Listing -
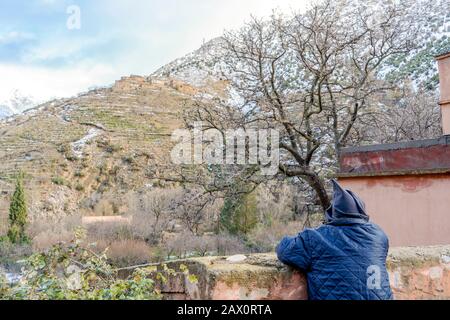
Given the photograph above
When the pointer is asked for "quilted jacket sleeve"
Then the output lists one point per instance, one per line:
(295, 251)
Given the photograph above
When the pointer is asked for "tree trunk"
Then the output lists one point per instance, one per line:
(319, 187)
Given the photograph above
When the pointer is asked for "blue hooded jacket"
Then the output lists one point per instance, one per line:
(345, 259)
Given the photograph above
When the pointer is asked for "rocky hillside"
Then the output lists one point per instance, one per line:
(84, 154)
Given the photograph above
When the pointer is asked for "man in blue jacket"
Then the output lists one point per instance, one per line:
(346, 257)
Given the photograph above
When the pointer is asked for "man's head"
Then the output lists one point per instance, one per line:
(346, 206)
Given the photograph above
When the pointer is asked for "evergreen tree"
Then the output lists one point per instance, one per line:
(18, 213)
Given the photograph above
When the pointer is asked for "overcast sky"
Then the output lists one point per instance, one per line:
(40, 56)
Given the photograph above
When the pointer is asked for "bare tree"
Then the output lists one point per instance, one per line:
(310, 77)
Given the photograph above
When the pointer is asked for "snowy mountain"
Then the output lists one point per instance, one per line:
(432, 17)
(5, 112)
(197, 67)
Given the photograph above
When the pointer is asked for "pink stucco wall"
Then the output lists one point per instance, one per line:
(444, 85)
(413, 210)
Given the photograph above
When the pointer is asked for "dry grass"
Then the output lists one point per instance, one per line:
(126, 252)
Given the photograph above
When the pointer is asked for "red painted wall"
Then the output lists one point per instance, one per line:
(413, 210)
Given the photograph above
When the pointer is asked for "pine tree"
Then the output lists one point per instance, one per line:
(18, 213)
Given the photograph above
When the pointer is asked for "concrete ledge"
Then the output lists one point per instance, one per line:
(415, 273)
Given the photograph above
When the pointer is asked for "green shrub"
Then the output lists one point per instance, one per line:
(18, 214)
(75, 272)
(239, 214)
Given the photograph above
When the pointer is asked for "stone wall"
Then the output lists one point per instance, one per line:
(415, 273)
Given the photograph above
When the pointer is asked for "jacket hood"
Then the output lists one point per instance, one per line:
(346, 207)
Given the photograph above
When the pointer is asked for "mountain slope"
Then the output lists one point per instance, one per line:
(83, 155)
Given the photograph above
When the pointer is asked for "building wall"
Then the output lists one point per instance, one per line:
(414, 210)
(414, 273)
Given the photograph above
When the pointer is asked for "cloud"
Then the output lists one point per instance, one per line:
(40, 57)
(41, 83)
(15, 37)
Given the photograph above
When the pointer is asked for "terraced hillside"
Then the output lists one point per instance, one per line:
(82, 155)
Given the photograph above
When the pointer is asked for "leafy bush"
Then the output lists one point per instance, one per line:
(75, 272)
(18, 214)
(239, 214)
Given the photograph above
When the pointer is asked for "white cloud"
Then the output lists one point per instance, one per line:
(43, 83)
(151, 34)
(15, 36)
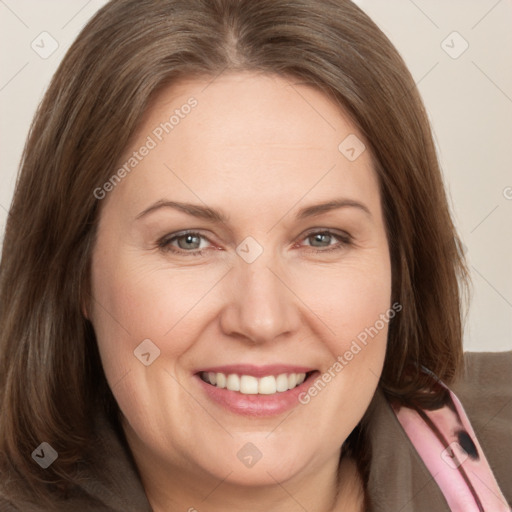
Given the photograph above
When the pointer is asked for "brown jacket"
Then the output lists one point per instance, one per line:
(399, 480)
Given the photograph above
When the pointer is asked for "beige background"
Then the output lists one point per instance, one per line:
(468, 97)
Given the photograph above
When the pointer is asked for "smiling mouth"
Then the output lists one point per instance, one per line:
(251, 385)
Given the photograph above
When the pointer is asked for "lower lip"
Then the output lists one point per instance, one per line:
(256, 405)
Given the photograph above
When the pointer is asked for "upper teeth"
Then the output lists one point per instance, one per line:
(250, 385)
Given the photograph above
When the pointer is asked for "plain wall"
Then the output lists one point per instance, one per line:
(468, 95)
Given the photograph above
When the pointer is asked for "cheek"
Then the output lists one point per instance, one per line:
(134, 300)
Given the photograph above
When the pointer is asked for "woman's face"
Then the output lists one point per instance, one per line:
(252, 296)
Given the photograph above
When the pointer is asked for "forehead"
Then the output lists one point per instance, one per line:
(240, 133)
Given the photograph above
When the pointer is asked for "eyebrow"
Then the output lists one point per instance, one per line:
(206, 213)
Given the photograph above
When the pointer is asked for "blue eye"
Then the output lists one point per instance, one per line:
(188, 243)
(327, 236)
(187, 240)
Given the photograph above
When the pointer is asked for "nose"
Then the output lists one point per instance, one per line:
(260, 306)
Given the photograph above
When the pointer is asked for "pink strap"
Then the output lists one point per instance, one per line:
(446, 442)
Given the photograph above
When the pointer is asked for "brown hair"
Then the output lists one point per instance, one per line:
(51, 377)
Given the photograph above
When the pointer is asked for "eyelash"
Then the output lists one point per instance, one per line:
(164, 243)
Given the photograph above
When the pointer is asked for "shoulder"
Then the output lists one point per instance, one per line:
(485, 391)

Short task - Output the full set of records above without changing a word, and drop the images.

Answer for this exercise -
Given the photograph above
When the pointer is asked for "quilted jacket sleeve"
Then the output lists one point per instance, one per line:
(295, 251)
Given the photograph above
When the pointer is asked for "tree trunk"
Then the output lists one point per instance, one per line:
(319, 187)
Given the photograph above
When the pointer is asked for "blue hooded jacket"
Then the output lists one point per instance, one per line:
(345, 259)
Given the photograph above
When the pointer is asked for "rocky hillside"
Then the output lists one point per instance, one per line:
(84, 154)
Given the photograph above
When the pointer is asked for "man in blue jacket"
Then the output lists one point per instance, one per line:
(346, 257)
Given the photograph above
When the pointer is asked for "man's head"
Then the output lists one point per instance, one per line:
(346, 206)
Given the photograph above
When the pointer is asked for "evergreen tree"
Then the output lists one point per instance, one per line:
(18, 213)
Given the photograph above
When the pointer is asked for "overcast sky"
Then the output lists one point per instance, one per line:
(40, 56)
Given the photograph above
When the pointer is asked for "bare tree"
Then the output lists one point per instance, one per line:
(310, 77)
Given the photograph above
When the pointer is asked for "snowy mountain"
Then the output lists one point per instance, one per line:
(432, 17)
(5, 112)
(197, 67)
Given the photograph above
When the pointer is asked for "pink stucco wall"
Then the output lists one point per instance, one per line:
(444, 85)
(413, 210)
Given the photograph above
When the pointer is asked for "dry grass"
Then the output lists one point per instance, one per line:
(126, 252)
Given the photograph above
When the pointer is asked for "red painted wall"
Then the output lists one point per instance, one per line:
(413, 210)
Given the photograph above
When the pointer is asked for "pine tree"
Then the output lists one point per instance, one per line:
(18, 213)
Given the photograph above
When the pointer is asked for "concrete ledge"
Then the output lists one point per instance, one per line:
(415, 273)
Given the photograph above
When the pointer is asked for "green shrub"
Then the output lists one point per instance, one per line:
(18, 214)
(75, 272)
(239, 214)
Given the photograph above
When the pointer is asked for "stone wall"
Then the output lists one point per instance, one per line:
(415, 273)
Given the photograph above
When the pointer is asked for "jacket hood"
Then the output lists one point per instance, one per line:
(346, 207)
Given the photograph above
When the pointer is asked for "mountain slope"
Then the output lists one point per instance, one per line:
(83, 155)
Given the photograph above
When the pointer is asked for "building wall"
Then the output lists one point per instance, one per line:
(414, 210)
(414, 273)
Given the photograph above
When the pointer is asked for "cloud"
Then the output lists one point per instance, one per line:
(40, 57)
(41, 83)
(15, 37)
Given the photograph above
When the pointer is asked for "terraced hillside"
Then the output lists one point per instance, one per line:
(82, 155)
Given the photograph above
When the pointer is asked for "leafy bush"
Then the output lists one point per instance, one per line:
(75, 272)
(18, 214)
(239, 214)
Given the photograph above
When the pointer is asked for "white cloud"
Then the output lists one point per instance, one per line:
(43, 83)
(151, 34)
(15, 36)
Given the photograph above
When the pointer is asked for "brown jacket"
Then the output lists one point per instance, one per line:
(399, 480)
Given the photograph above
When the pointer is asked for "beige background"
Then the output lists one point per instance, one per line:
(468, 97)
Given the photograph above
When the pointer is asked for "smiling mouth"
Then the output lists one point per instance, one per line:
(251, 385)
Given the photograph above
When the pointer is asked for "lower lip"
Then the output lists one point per instance, one per line:
(256, 405)
Given the photograph above
When the pointer is asked for "upper teeth"
Then the output lists one point per instance, one per line:
(250, 385)
Given the photograph above
When the pointer is asked for "plain wall"
Then the output lists one point per instance, one per line:
(468, 95)
Given the photograph above
When the pointer is asked for "cheek"
Then the output lists one point per instance, one per line:
(134, 300)
Given the photograph above
When the pointer is asked for "woman's face"
Then the output lists one point per instance, one per line:
(252, 296)
Given the photograph above
When the pointer is asked for "forehead"
Then the output lists one point per instance, one per line:
(240, 133)
Given the photograph above
When the pointer is asked for "eyebrow"
Then the output lists one point per instance, one per line:
(206, 213)
Given the photograph above
When the pointer is asked for "blue eye"
Then the output lists one point per instance, one per line:
(188, 243)
(327, 236)
(187, 240)
Given the photograph above
When the pointer is asked for "nose"
Then the output lists one point per instance, one per line:
(260, 306)
Given the photograph above
When the pointer is asked for "pink strap"
Then the output lists one point per instance, one per line:
(446, 442)
Given the photograph above
When the pointer is asked for "brown hair"
Then the output lists one point per instance, one per line:
(51, 377)
Given the photograph above
When the pointer is asked for "eyelash"
Then the output lists one point per instance, one per line:
(164, 243)
Given the photograph above
When the pointer is asked for "shoulder"
Then the output lists one point per instance, one per line:
(485, 391)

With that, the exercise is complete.